- ABOUT THIS TASK
Each of the entries below is to be written out exactly, and the images skipped.

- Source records
---*---
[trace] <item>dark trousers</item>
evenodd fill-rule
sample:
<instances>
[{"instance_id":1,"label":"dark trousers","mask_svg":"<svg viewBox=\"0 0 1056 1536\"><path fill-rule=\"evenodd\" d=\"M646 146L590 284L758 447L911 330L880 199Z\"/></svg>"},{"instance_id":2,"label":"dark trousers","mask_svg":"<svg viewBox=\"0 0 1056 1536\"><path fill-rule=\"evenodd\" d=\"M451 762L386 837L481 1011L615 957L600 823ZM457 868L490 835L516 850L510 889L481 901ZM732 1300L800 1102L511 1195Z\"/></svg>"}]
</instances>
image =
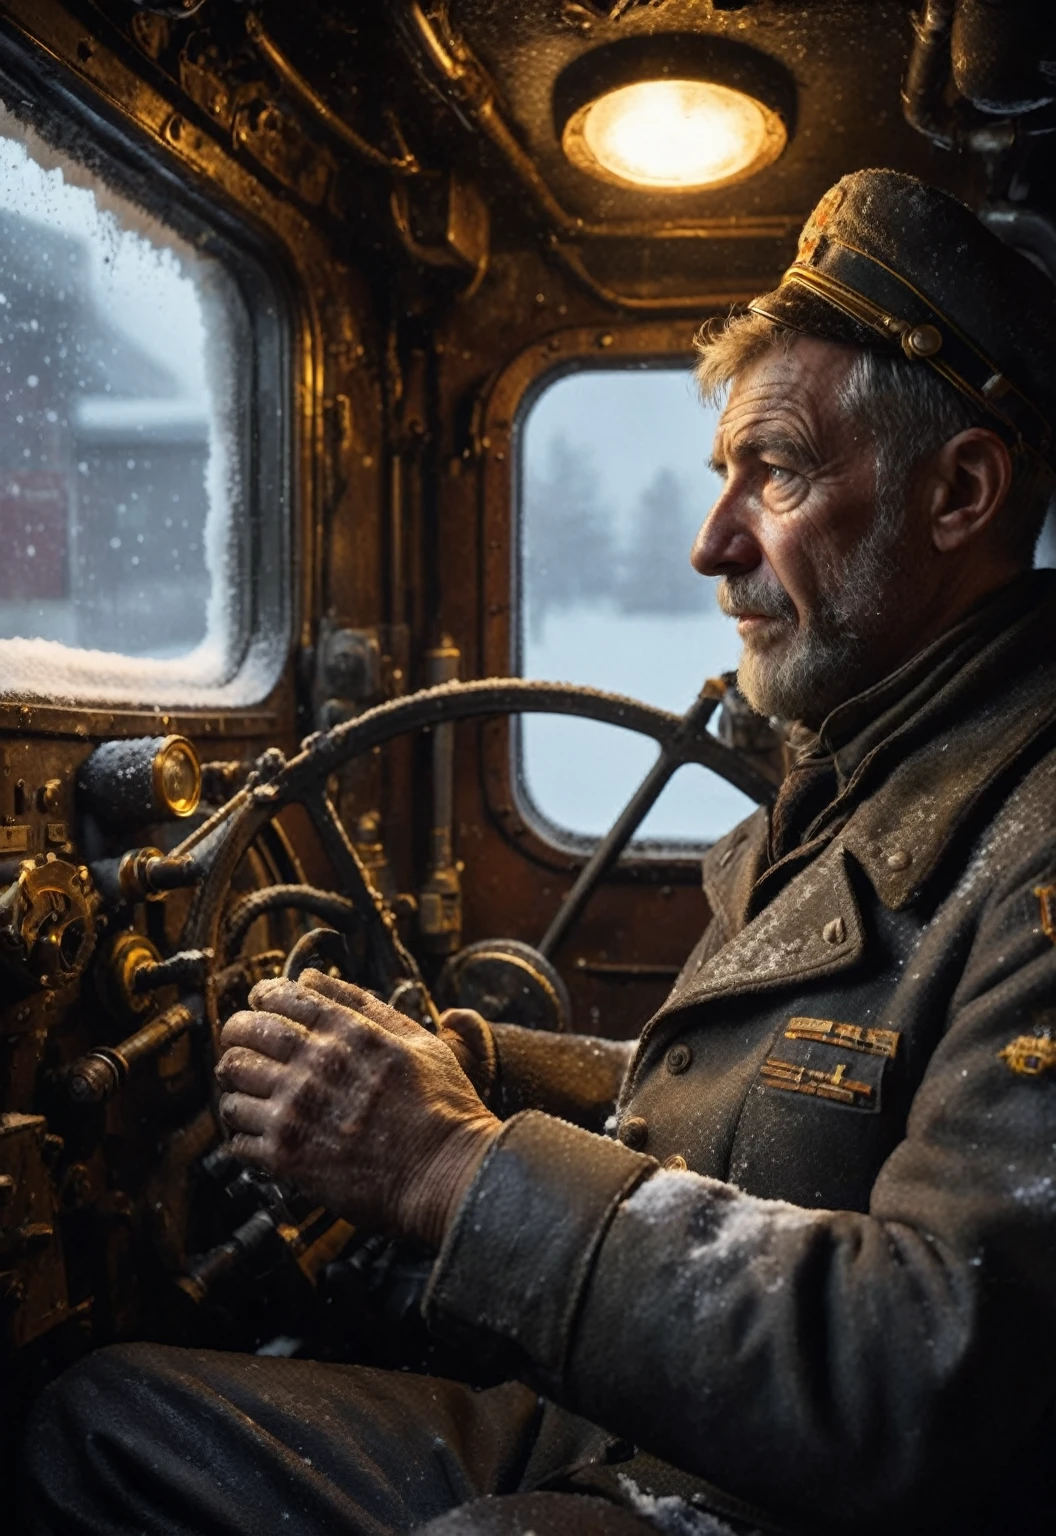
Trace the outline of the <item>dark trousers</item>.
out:
<instances>
[{"instance_id":1,"label":"dark trousers","mask_svg":"<svg viewBox=\"0 0 1056 1536\"><path fill-rule=\"evenodd\" d=\"M629 1493L610 1444L516 1382L137 1344L43 1393L26 1469L41 1536L648 1536L657 1504L732 1536Z\"/></svg>"}]
</instances>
---*---
- SOLUTION FOR THIS TASK
[trace] <item>dark trousers</item>
evenodd fill-rule
sample:
<instances>
[{"instance_id":1,"label":"dark trousers","mask_svg":"<svg viewBox=\"0 0 1056 1536\"><path fill-rule=\"evenodd\" d=\"M646 146L590 284L758 447L911 330L880 199Z\"/></svg>"},{"instance_id":2,"label":"dark trousers","mask_svg":"<svg viewBox=\"0 0 1056 1536\"><path fill-rule=\"evenodd\" d=\"M451 762L386 837L481 1011L615 957L600 823ZM457 868L490 835L516 850L510 889L481 901ZM732 1300L800 1102L511 1195Z\"/></svg>"}]
</instances>
image =
Trace the outline of the <item>dark trousers</item>.
out:
<instances>
[{"instance_id":1,"label":"dark trousers","mask_svg":"<svg viewBox=\"0 0 1056 1536\"><path fill-rule=\"evenodd\" d=\"M629 1493L610 1444L516 1382L137 1344L43 1393L26 1469L41 1536L648 1536L657 1504L732 1536Z\"/></svg>"}]
</instances>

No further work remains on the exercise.